Text provided Block Start
Soma Massage Therapy owner Amber Briggle is now franchising her Denton-based business.
Camila Gonzalez
/
DRC
Soma Massage Therapy owner Amber Briggle is now franchising her Denton-based business.

This longtime Denton business could soon have locations in other cities around the country.

Soma Massage Therapy, which has been operating in Denton for about 15 years, is now expanding by offering franchise opportunities.

“I fell into massage because I was looking for purpose, I guess, in my life and in my career,” owner Amber Briggle said. “Now, I’m franchising, and it’s just continuing to scale.”

While living in Boulder, Colorado, and working in a preschool, Briggle realized she wasn’t passionate about her job and began searching for something new.

She had always been interested in health and wellness, so she jumped at the opportunity when she found out that there was a top massage school in Boulder that offered a one-year program.

“All of this was just kind of a happy accident,” she said.

Briggle moved to Denton in 2009 after her husband got a job at UNT. In 2010, she had a booth at the Denton Community Market where she offered chair massages.

The massages were free. All she asked for were email addresses and phone numbers, which helped her build her client list.

“I still have clients from that first community market,” Briggle said. “One of the very first people I massaged at that first event — he has since passed, but his widow is still a client here today. And many of her co-workers have been or are clients here.”

Briggle initially saw clients in her home before moving to a location on Malone Street in 2013, where Soma grew to four treatment rooms and about 13 massage therapists.

Soma moved to its current location, at 531 N. Elm St., in May 2021. This location doubled the size of the business, which now has seven treatment rooms and about 25 massage therapists.

“If we’ve experienced this degree of success during and after a global pandemic, I think there’s probably something really special going on here,” Briggle said.

There are several things that set Soma apart from other massage therapy centers.

Briggle said that usually when a client books an hourlong massage, they are not actually massaged for a full hour because the massage therapist has to check in with the client, wash their hands and do other prep and transition work.

At Soma, clients get a full 60-minute session because are booked out for 75 to 90 minutes. She also said Soma does not charge more for a deep tissue massage than a Swedish massage.

Because it offers medical massages, Soma can accept payments from health savings accounts and flexible spending accounts. Soma also has a “no-tipping” policy.

“[Tipping] places us, as massage therapists, more in the service industry, when I really believe that we belong more in the medical field,” Briggle said. “As we explain to our clients: If you’ve never tipped your physical therapist and you’ve never tipped your doctor, why are you tipping your massage therapist?”

Briggle has brought the same amount of care and detailed attention to franchising Soma. About a year and a half ago, she hired a consulting and coaching firm to teach her about franchising.

“You don’t have to be a massage therapist to own a massage studio,” she said. “If someone has an interest in wellness, they’re a hard worker, they are a good communicator, [and] they’ve got good boundaries ... I want to teach them how to do what we’re doing here.”

Now, she is equipped to help potential franchisees.

“We see, at this location here on Elm Street, probably about a thousand clients a month,” Briggle said. “Imagine, if we had a thousand Somas in communities across the country, how many more people we could be providing this healing touch to.”
Text provided Block End
Provided data Block Start
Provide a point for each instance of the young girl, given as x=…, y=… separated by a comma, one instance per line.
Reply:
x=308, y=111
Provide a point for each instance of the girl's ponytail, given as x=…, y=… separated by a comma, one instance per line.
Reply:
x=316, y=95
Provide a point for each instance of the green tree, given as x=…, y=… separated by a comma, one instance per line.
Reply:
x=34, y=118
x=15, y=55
Provided data Block End
What is expected
Can you reproduce, word for word, the stretch of the Soma Massage Therapy article from "This longtime Denton" through "offering franchise opportunities."?

Result for this task
This longtime Denton business could soon have locations in other cities around the country.

Soma Massage Therapy, which has been operating in Denton for about 15 years, is now expanding by offering franchise opportunities.